* BEGIN THE INPUT *

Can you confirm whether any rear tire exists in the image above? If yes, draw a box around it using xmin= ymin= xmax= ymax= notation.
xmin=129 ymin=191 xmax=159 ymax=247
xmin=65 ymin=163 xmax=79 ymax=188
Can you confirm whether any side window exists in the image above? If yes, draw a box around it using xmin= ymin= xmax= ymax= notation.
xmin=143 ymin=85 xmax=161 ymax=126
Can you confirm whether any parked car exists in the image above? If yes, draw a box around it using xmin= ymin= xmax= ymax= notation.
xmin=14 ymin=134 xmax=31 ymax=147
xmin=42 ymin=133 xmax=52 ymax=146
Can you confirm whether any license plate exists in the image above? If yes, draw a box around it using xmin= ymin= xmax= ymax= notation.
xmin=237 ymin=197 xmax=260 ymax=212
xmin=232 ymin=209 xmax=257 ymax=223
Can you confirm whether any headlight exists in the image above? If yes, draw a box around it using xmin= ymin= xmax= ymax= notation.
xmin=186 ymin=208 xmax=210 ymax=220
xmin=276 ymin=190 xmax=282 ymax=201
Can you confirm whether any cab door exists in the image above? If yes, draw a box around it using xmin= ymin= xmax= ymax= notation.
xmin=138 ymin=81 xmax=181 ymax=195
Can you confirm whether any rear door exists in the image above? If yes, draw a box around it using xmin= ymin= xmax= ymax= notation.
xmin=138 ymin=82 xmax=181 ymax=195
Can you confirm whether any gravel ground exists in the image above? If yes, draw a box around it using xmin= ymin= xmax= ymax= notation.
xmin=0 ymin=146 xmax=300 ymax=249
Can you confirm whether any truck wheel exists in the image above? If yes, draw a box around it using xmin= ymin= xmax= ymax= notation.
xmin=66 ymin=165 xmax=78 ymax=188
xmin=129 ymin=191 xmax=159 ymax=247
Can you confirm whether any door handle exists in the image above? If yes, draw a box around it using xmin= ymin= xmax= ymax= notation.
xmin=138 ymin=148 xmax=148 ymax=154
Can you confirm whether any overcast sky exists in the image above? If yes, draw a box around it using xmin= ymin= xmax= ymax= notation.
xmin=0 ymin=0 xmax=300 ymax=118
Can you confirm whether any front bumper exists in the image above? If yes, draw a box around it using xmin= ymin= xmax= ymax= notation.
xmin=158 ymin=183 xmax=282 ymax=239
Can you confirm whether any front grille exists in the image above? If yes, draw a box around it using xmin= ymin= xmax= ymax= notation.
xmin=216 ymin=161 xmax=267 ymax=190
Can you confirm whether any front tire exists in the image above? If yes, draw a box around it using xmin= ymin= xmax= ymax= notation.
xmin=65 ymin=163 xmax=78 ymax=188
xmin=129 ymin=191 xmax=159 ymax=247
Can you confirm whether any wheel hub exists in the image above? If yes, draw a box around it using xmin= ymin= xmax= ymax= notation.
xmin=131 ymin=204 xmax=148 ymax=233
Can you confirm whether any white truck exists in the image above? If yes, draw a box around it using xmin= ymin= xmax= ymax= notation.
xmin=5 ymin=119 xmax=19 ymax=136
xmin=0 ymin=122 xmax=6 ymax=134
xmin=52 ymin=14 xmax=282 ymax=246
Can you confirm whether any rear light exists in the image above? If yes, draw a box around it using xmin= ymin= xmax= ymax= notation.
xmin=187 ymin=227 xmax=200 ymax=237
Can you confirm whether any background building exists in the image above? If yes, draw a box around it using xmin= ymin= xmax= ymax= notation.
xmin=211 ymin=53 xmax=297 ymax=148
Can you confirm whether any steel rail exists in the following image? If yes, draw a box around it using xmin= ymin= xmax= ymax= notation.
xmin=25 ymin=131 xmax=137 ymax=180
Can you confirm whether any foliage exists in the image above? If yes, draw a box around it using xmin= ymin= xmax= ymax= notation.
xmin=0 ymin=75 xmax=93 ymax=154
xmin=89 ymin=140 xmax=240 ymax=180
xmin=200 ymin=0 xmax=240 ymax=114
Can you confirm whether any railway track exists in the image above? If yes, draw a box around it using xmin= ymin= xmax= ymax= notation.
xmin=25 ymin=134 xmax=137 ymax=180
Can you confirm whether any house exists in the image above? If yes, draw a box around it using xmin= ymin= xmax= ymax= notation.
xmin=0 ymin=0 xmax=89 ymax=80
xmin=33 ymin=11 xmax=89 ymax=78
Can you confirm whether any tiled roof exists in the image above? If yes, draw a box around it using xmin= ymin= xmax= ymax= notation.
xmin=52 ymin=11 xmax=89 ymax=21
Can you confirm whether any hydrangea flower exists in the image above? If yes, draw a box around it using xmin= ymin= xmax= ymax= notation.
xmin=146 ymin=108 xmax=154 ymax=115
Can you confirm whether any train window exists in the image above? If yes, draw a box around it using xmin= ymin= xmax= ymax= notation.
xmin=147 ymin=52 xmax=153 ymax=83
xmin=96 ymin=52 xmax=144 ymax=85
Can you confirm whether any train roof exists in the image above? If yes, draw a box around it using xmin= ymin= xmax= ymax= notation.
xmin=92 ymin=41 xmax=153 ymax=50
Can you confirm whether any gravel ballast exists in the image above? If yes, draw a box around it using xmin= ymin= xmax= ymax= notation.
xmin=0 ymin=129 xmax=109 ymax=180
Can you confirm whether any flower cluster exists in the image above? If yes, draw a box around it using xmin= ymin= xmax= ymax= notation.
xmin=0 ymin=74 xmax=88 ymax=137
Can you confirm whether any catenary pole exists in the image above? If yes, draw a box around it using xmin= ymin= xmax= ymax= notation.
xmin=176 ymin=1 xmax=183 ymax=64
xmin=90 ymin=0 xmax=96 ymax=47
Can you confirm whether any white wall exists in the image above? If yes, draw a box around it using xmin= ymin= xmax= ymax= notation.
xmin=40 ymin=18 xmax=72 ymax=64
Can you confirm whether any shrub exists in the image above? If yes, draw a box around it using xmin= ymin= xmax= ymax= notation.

* END THE INPUT *

> WHAT IS REQUIRED
Please turn all of the items above into a numbered list, leaving out any blank lines.

> SOLUTION TO THIS TASK
1. Can you confirm whether any rear tire exists in the image above? If yes, draw a box around it using xmin= ymin= xmax= ymax= notation.
2. xmin=129 ymin=191 xmax=159 ymax=247
3. xmin=65 ymin=163 xmax=79 ymax=188
4. Can you confirm whether any side window exists in the image above? If yes, draw a box around it using xmin= ymin= xmax= ymax= notation.
5. xmin=143 ymin=85 xmax=161 ymax=126
6. Can you confirm whether any parked car exists in the image above? If yes, draw a box around it using xmin= ymin= xmax= ymax= notation.
7. xmin=14 ymin=134 xmax=31 ymax=147
8. xmin=42 ymin=133 xmax=52 ymax=146
9. Can you confirm whether any license plate exists in the image above? If yes, draw a box around it using xmin= ymin= xmax= ymax= notation.
10. xmin=237 ymin=197 xmax=260 ymax=212
11. xmin=232 ymin=209 xmax=257 ymax=223
12. Can you confirm whether any headlight exists in the image above? If yes, draw a box around it using xmin= ymin= xmax= ymax= notation.
13. xmin=186 ymin=208 xmax=210 ymax=220
14. xmin=276 ymin=190 xmax=282 ymax=201
15. Can you confirm whether any cab door exists in the image above? If yes, draw a box around it using xmin= ymin= xmax= ymax= notation.
16. xmin=138 ymin=81 xmax=181 ymax=195
17. Can you confirm whether any rear door exists in the image above? If yes, draw a box around it using xmin= ymin= xmax= ymax= notation.
18. xmin=138 ymin=82 xmax=181 ymax=195
19. Can you confirm whether any gravel ground exists in the image above? If yes, draw a box around it using xmin= ymin= xmax= ymax= notation.
20. xmin=0 ymin=146 xmax=300 ymax=249
21. Can you confirm whether any truck wheel exists in the image above? If yes, draw a box around it using xmin= ymin= xmax= ymax= notation.
22. xmin=66 ymin=165 xmax=78 ymax=188
23. xmin=129 ymin=191 xmax=159 ymax=247
24. Can you confirm whether any door handle exists in the image above? If yes, draw a box around it using xmin= ymin= xmax= ymax= notation.
25. xmin=138 ymin=148 xmax=148 ymax=154
26. Can you confirm whether any overcast sky exists in the image above? If yes, draw a box around it using xmin= ymin= xmax= ymax= notation.
27. xmin=0 ymin=0 xmax=300 ymax=118
28. Can you confirm whether any front bumper exists in the image above? If yes, draw a box around it using xmin= ymin= xmax= ymax= notation.
29. xmin=158 ymin=183 xmax=282 ymax=239
30. Can you confirm whether any front grille exists in the image above? If yes, draw a box around it using xmin= ymin= xmax= ymax= notation.
31. xmin=216 ymin=161 xmax=267 ymax=190
32. Can you confirm whether any front tire exists in the image above? If yes, draw a box around it using xmin= ymin= xmax= ymax= notation.
33. xmin=65 ymin=163 xmax=78 ymax=188
34. xmin=129 ymin=191 xmax=159 ymax=247
35. Can you confirm whether any wheel hub exists in the image above? If yes, draw a box around it using xmin= ymin= xmax= ymax= notation.
36. xmin=131 ymin=204 xmax=148 ymax=233
37. Can you confirm whether any white truck exists in the image above? If yes, draw a box around it using xmin= ymin= xmax= ymax= notation.
38. xmin=5 ymin=119 xmax=19 ymax=136
39. xmin=0 ymin=122 xmax=6 ymax=134
40. xmin=52 ymin=14 xmax=282 ymax=246
41. Can you confirm whether any rear light exists in the image above? If yes, draw a box around it using xmin= ymin= xmax= ymax= notation.
42. xmin=187 ymin=227 xmax=200 ymax=237
43. Can you confirm whether any background building exists in the image above? If yes, draw a box around it using xmin= ymin= xmax= ymax= notation.
44. xmin=211 ymin=53 xmax=297 ymax=148
45. Can you confirm whether any steel rail exists in the following image? If yes, draw a box around it using xmin= ymin= xmax= ymax= notation.
46. xmin=25 ymin=131 xmax=137 ymax=180
47. Can you confirm whether any foliage exists in the image above? If yes, draw a box around it using xmin= ymin= xmax= ymax= notation.
48. xmin=0 ymin=75 xmax=93 ymax=154
49. xmin=89 ymin=140 xmax=240 ymax=180
50. xmin=200 ymin=0 xmax=240 ymax=114
51. Can you confirm whether any railway track exists in the image above? If yes, draw a box around it using xmin= ymin= xmax= ymax= notation.
52. xmin=25 ymin=134 xmax=137 ymax=180
53. Can you confirm whether any house exists in the image above? If yes, draw a box around it using xmin= ymin= xmax= ymax= notation.
54. xmin=0 ymin=0 xmax=89 ymax=80
55. xmin=33 ymin=11 xmax=89 ymax=78
56. Can you confirm whether any tiled roof exists in the image above? If yes, draw a box around it using xmin= ymin= xmax= ymax= notation.
57. xmin=52 ymin=11 xmax=89 ymax=21
58. Can you confirm whether any hydrangea flower exists in the image above? If yes, draw a box around it using xmin= ymin= xmax= ymax= notation.
59. xmin=146 ymin=108 xmax=154 ymax=115
60. Can you confirm whether any train window exists in the image above? If yes, draw a box around it using xmin= ymin= xmax= ymax= notation.
61. xmin=147 ymin=52 xmax=153 ymax=83
62. xmin=96 ymin=52 xmax=144 ymax=85
63. Can you confirm whether any train roof exists in the image above? If yes, draw a box around it using xmin= ymin= xmax= ymax= notation.
64. xmin=92 ymin=41 xmax=153 ymax=50
65. Can you confirm whether any gravel ballast exists in the image above? If yes, draw a box around it using xmin= ymin= xmax= ymax= notation.
66. xmin=0 ymin=129 xmax=109 ymax=180
67. Can you confirm whether any flower cluster exists in the image above? If yes, draw a box around it using xmin= ymin= xmax= ymax= notation.
68. xmin=0 ymin=74 xmax=88 ymax=137
69. Can you confirm whether any catenary pole exists in the image above? If yes, draw a box around it using xmin= ymin= xmax= ymax= notation.
70. xmin=176 ymin=1 xmax=183 ymax=64
71. xmin=90 ymin=0 xmax=96 ymax=47
72. Can you confirm whether any white wall exists in the image above? If yes, draw a box around it using xmin= ymin= xmax= ymax= notation.
73. xmin=40 ymin=18 xmax=72 ymax=64
74. Can you confirm whether any shrub exists in the image above? If yes, draw a box around it using xmin= ymin= xmax= ymax= notation.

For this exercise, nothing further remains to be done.